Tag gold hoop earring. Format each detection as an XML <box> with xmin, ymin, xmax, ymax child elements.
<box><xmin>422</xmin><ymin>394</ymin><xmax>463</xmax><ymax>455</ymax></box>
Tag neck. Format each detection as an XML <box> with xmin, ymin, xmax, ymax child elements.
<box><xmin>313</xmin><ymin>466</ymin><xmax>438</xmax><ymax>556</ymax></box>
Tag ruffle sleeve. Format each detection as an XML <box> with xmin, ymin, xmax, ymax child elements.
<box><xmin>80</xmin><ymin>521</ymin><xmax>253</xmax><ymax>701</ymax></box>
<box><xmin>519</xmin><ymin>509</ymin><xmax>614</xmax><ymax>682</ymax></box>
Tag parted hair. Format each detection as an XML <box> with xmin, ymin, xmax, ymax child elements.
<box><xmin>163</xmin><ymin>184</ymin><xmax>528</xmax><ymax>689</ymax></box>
---------------
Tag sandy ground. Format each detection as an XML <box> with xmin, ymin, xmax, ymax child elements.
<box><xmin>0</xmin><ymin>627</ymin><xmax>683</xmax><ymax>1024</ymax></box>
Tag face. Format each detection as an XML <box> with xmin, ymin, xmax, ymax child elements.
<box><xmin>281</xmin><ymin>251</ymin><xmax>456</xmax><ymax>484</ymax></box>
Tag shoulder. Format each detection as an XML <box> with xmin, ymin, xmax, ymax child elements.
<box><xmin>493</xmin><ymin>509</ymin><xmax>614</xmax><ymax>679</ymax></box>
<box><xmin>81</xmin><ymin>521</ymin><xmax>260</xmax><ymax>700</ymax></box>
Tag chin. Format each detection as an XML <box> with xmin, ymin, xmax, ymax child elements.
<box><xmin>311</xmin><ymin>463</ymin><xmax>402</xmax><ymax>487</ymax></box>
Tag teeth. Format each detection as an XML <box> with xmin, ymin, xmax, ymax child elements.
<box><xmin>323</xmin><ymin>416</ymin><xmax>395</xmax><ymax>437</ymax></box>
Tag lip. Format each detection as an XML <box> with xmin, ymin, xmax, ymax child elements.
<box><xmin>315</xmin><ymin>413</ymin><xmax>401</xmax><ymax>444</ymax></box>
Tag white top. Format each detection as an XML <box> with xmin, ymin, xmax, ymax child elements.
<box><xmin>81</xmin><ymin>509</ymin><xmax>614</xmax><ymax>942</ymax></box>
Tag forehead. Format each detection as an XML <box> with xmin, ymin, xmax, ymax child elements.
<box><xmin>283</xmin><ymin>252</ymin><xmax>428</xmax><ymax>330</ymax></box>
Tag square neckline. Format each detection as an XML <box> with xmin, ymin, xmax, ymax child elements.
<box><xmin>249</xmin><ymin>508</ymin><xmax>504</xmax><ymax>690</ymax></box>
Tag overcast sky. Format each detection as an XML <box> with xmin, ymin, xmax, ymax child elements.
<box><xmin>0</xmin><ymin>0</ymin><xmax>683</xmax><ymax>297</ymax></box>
---------------
Direction
Count how many lines of the listing above contain the string "ruffle", treating uppercase and lowercase as distinct, and give only the number.

The response
1